#### The input
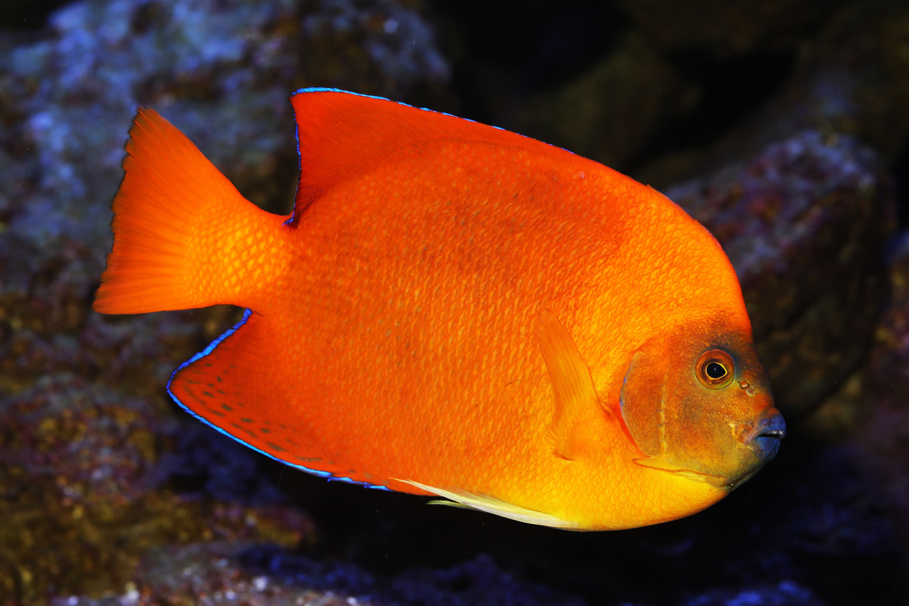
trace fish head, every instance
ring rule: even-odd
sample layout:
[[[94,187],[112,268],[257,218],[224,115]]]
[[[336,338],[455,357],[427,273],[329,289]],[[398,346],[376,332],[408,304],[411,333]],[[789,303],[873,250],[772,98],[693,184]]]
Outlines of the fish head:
########
▶ Exercise: Can you turn these lines into a numbered list, skipping any blank lines and leaving the picture out?

▶ Result for this task:
1. trace fish head, every instance
2. ring rule: even-odd
3. sample layout:
4. [[[94,187],[112,268],[257,218],[224,115]]]
5. [[[336,338],[455,357],[427,273],[329,289]],[[398,346],[376,332],[408,304],[411,333]],[[789,303],[873,250],[772,98],[693,184]]]
6. Outlines of the fish head:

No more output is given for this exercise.